Reading passage ▸

We bombard our kids with 'healthy' grains and juices, diet sodas, chips, fast food and just garbage and wonder why they are fat.
We think that anything in moderation is alright yet as Americans, we often have no idea what moderation really means.
We have very little understanding of how food actually works within our body or what we actually need for fuel.
Our kids are fat and they will pay the price.
I can tell you right now that when they are grown, they aren't going to appreciate your (the parent's) part in making them that way.
I don't like to bring up problems without bringing up a few solutions to consider.
Look into nixing grains altogether. You can get all the fiber, vitamins and minerals your family needs in much better, bio-available forms from grass-fed meats and vegetables serving for serving than you can from any grain.
When you eat grains, two enzymes are released that block most of the nutrients within the grains from being available for your body to use, rendering them pretty much useless to your body so even though they look good on the surface...you aren't getting the goodies, just mostly wasted carbohydrates.
Understand how carbohydrates function within your body.
Unless you are working out like an elite athlete, you don't need a bunch of extra carbs on any kind of daily basis. You will get some in veggies but there is no such thing as a 'essential carbohydrate'.

Problems to work on ▸
1/ In the passage on children's diets, from what sources does the writer say a family can get fiber, vitamins and minerals in better forms than from grains?
2/ Pick up the passage on children's diets right after its final sentence and write the next few sentences in the same voice.

Dataset extract ▸
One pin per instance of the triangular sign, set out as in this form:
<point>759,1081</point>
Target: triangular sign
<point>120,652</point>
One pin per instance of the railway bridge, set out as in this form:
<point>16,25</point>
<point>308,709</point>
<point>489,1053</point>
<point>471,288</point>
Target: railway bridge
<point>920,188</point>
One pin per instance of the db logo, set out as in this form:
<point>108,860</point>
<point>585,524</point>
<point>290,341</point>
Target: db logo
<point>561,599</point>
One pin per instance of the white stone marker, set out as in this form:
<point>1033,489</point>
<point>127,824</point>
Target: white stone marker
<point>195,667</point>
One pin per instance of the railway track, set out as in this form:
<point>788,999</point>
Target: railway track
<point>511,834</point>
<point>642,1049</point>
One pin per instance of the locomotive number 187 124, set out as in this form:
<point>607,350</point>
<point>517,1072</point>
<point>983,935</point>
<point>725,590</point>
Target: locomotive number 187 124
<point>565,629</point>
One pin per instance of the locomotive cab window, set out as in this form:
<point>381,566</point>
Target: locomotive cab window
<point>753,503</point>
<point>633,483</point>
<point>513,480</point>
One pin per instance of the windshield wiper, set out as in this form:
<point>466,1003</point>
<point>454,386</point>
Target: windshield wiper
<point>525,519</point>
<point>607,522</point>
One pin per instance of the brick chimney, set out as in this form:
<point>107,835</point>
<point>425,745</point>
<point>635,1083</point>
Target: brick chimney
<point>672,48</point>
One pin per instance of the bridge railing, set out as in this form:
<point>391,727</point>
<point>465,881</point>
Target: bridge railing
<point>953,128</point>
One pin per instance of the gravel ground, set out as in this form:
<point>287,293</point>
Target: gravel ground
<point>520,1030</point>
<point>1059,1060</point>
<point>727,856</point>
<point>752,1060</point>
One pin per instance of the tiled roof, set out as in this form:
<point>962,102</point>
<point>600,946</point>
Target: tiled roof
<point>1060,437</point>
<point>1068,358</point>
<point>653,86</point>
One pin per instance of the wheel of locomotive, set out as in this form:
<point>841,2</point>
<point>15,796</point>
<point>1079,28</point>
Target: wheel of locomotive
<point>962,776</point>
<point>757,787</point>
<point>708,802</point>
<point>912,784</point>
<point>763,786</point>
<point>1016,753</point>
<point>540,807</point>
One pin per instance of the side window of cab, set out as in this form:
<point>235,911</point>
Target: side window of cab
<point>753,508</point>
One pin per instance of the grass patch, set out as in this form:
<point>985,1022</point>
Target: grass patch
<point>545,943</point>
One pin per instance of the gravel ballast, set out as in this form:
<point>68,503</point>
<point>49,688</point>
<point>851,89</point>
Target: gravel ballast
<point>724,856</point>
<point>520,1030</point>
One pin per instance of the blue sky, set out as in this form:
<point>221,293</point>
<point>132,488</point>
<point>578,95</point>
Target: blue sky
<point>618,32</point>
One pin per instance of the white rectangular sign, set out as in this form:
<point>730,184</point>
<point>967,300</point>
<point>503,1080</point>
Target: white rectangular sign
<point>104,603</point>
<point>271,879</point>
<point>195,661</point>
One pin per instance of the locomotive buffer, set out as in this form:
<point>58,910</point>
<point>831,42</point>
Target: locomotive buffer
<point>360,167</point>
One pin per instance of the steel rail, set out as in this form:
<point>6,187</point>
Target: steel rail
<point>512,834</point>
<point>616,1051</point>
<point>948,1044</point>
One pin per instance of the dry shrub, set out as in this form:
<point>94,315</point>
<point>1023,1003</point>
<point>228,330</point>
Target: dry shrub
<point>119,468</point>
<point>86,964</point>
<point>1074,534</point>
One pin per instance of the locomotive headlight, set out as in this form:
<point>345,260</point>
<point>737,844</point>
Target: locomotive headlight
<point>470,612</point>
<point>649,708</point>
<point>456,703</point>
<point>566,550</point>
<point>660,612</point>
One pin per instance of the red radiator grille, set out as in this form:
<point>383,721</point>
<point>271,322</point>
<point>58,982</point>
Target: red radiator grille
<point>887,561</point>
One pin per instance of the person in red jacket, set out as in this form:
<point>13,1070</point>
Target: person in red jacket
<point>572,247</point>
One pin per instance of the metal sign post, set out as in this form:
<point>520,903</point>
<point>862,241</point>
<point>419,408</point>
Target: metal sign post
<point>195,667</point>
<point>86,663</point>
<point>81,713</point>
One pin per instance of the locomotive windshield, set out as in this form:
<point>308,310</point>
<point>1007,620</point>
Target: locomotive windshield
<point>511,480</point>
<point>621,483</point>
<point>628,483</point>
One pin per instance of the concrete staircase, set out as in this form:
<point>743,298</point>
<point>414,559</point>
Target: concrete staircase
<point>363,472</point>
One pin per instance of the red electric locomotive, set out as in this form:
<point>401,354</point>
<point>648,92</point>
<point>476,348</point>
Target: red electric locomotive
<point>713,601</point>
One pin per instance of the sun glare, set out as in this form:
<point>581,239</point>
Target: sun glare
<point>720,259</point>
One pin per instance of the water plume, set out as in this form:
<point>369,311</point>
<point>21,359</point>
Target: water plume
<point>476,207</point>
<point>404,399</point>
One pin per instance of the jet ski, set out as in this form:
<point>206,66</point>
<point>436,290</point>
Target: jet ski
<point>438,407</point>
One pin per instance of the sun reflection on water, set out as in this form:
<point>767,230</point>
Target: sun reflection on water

Responses to the tasks ▸
1/ From grass-fed meats and vegetables.

2/
When you eat carbohydrates such as pasta, rice, potatoes, bread, etc...your body converts it into glucose.,..yes, SUGAR. Think of this as fuel for your body. It's necessary...IF you are going to be working it off but if you aren't really, REALLY working out, your body needs to store the extra fuel and it does this very, very well...in your FAT CELLS as what? YES...as FAT.
This is how carbohydrates, sugar and fat work and this is how you get fat.
As I have said at other times, it doesn't matter if you ate a nice, 'healthy' bowl of plain beans or a birthday cake...your body is going to take all the carbs from those items and convert in this manner unless you are seriously working it off.
Yes, beans offer more nutrition than birthday cake if they are prepared correctly but once again...,there are better, more bio-available sources for your nutrients and proteins than beans.
BTW, your body is very capable of creating or gathering enough carbs from very minimal carb intake when it it not working out like an elite athlete that it doesn't require carb intake for this work.
If you ARE working out like an athlete, there are still far better ways to accommodate your carb needs than any grain.
I just wanted to make that point clear.
Cut grains entirely, beans in serious moderation and only after proper preparation (soaking), rice in serious moderation.
Serve grass fed meats and vegetables and healthy fats.
Cut the sugar and processed foods.
Your kids will complain but they will discover that an apple tastes pretty darned good, especially compared to nothing.
Be an example.
You don't need the garbage either.
Short on time?
That is what crock pots are for!
Plus they are a lot of fun:)
You have to cook real, honest to goodness food from scratch but it doesn't have to be complicated and hard.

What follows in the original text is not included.